**SUPPLIED TEXT**
[start]

Stated (slightly) more simply, as it becomes more common for the spot price in particular regions to swing more widely around the medium term global price trend ...

... the coupling of global oil and gas medium term price trends tells us less and less about the ratio of prices in a particular pair of regional spot markets.


I've been accused of being a Marxist, yet while Harpo's my favourite, it's Groucho I'm always quoting. Odd, that.

by BruceMcF (agila61 at netscape dot net) on Fri Jun 6th, 2008 at 10:48:07 AM EST
[ Parent ]
Wow!  You should be proud!  And the pictures are great.

Maybe we can eventually make language a complete impediment to understanding. -Hobbes
by Izzy (izzy at eurotrib dot com) on Thu Jun 5th, 2008 at 05:18:39 PM EST
No wonder you are proud. This is a great achievement.

It is also a beautiful creation. I remember driving south from LA in the 80's and stumbling across a huge coastal wind farm draped over the hills. (Was that Crazy Horse?). The first farm I'd ever seen. We stopped for an hour just to admire them and get as close as we could. It's probably because as a boy I loved making models of piston-engine planes. So I'm probably a propellor freak.

You can't be me, I'm taken

by Sven Triloqvist on Thu Jun 5th, 2008 at 05:33:32 PM EST
to show the scale of things:

This is actually a smallish wind turbine - only 2MW, with 40m blades (rather than the 60m blades that the biggest turbines bow have)

In the long run, we're all dead. John Maynard Keynes

by Jerome a Paris (etg@eurotrib.com) on Thu Jun 5th, 2008 at 05:47:15 PM EST
http://www.dailykos.com/story/2008/6/5/17499/92661/382/530510

In the long run, we're all dead. John Maynard Keynes
by Jerome a Paris (etg@eurotrib.com) on Thu Jun 5th, 2008 at 06:05:15 PM EST
Excellent work!

Don't fight forces, use them R. Buckminster Fuller.
by rg (leopold dot lepster at google mail dot com) on Thu Jun 5th, 2008 at 07:13:51 PM EST
Awesome.

Be nice to America. Or we'll bring democracy to your country.
by Drew J Jones (pedobear@pennstatefootball.com) on Thu Jun 5th, 2008 at 07:14:57 PM EST
Congratulations, Jerome!  This will help set an upper bound on what electricity will cost.  If I can still afford to run my air conditioner in ten years it will be, in part, due to you.

As the Dutch said while fighting the Spanish: "It is not necessary to have hope in order to persevere."
by ARGeezer (ARGeezer a in a circle eurotrib daught com) on Thu Jun 5th, 2008 at 07:18:19 PM EST
Mabrouk! Fabulous news. (And fabulous pictures....)

I keep meaning to mention how many people I know IRL who are talking about wind power, including some who are getting into the industry.  It just keeps happening.

[end]

**ENTRIES**
[start]

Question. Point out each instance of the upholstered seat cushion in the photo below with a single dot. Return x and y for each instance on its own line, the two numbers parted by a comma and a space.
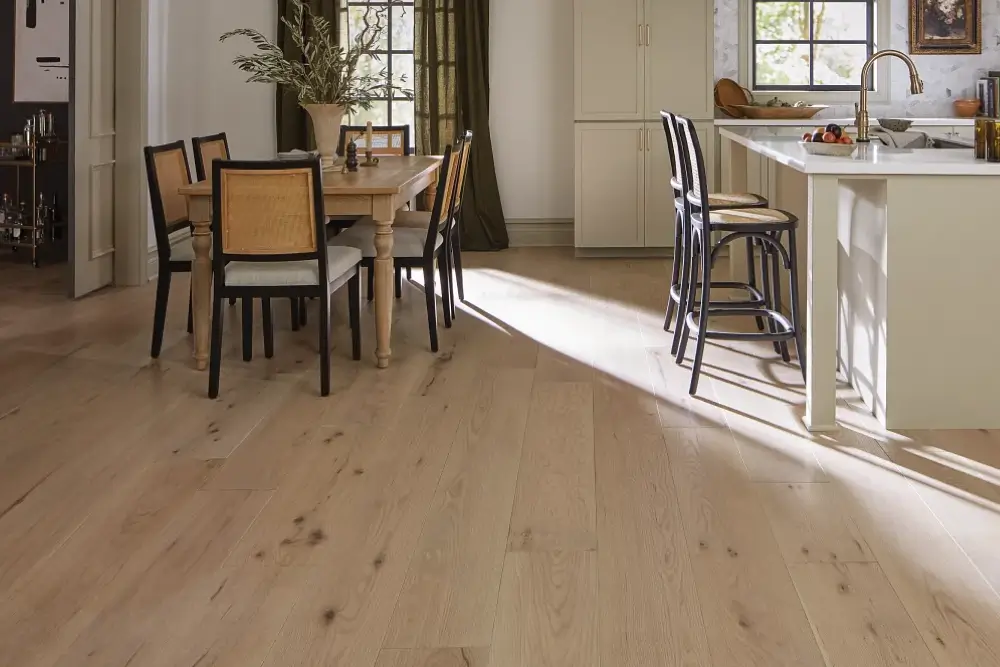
407, 242
340, 261
728, 200
750, 216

[end]

**REQUIRED WORK**
[1] What power rating and blade length does the comment thread give for the smallish wind turbine?
[2] Echo the comment thread word for word. Begin at the words "by rg (leopold" and stop after "to your country.".
[3] Carry on the comment thread about the wind farm, picking up right after its last sentence.

**ANSWERS BELOW**
[1] It is rated at 2MW and has 40m blades.

[2]
by rg (leopold dot lepster at google mail dot com) on Thu Jun 5th, 2008 at 07:13:51 PM EST
Awesome.

Be nice to America. Or we'll bring democracy to your country.

[3]
by the stormy present (stormypresent aaaaaaat gmail etc) on Thu Jun 5th, 2008 at 07:38:41 PM EST
Congrats, and thanks for the photos.

We don't have time for short-term thinking.
by Compound F on Thu Jun 5th, 2008 at 09:44:51 PM EST
Congratulations, Jérôme!

And, yes, your wind farm is ugly :>

by Francois in Paris on Thu Jun 5th, 2008 at 10:34:55 PM EST
Congrats ... Hope to see you doing a lot of business off US coasts.

Blogging regularly at Get Energy Smart. NOW!!!
by a siegel (siegeadATgmailIGNORETHISdotPLEASEcom) on Fri Jun 6th, 2008 at 12:15:46 AM EST
Beau boulot, Jérôme !

"Dieu se rit des hommes qui se plaignent des conséquences alors qu'ils en chérissent les causes" Jacques-Bénigne Bossuet
by Melanchthon on Fri Jun 6th, 2008 at 01:42:12 AM EST
Way to go Jerome.

            YES WE CAN!

Hey, Grandma Moses started late!

by LEP on Fri Jun 6th, 2008 at 02:40:40 AM EST
Nice stuff Jérôme, that first picture made me laugh. I imagine this must be like nursing a child; it must have felt like a lifetime achievement.

Btw, what ship were you in? It surely looks like that was a very nice trip!

Vencit omnia veritas.

by Luis de Sousa (luis[dot]a[dot]de[dot]sousa[at]gmail[dot]com) on Fri Jun 6th, 2008 at 03:17:35 AM EST
Great work. Congrats, Jérôme!
by afew (afew(a in a circle)eurotrib_dot_com) on Fri Jun 6th, 2008 at 03:31:27 AM EST
Congratulations, you're in the enviable position of being able to point to something valuable and say "I helped make this happen".

When the capital development of a country becomes a by-product of the activities of a casino, the job is likely to be ill-done. — John M. Keynes
by Migeru (migeru at eurotrib dot com) on Fri Jun 6th, 2008 at 05:44:58 AM EST
Congratulations Mr J. In Paris!

I'm amazed by the possibility you had to actually do something to change a small part of the world (in a good way).

That's what I like in work ^_^

As for the "ugly" problem, I was wondering if the next 10-15 years would not see the development of offshore submarine power plants. the acceptability by the public would be higher I think.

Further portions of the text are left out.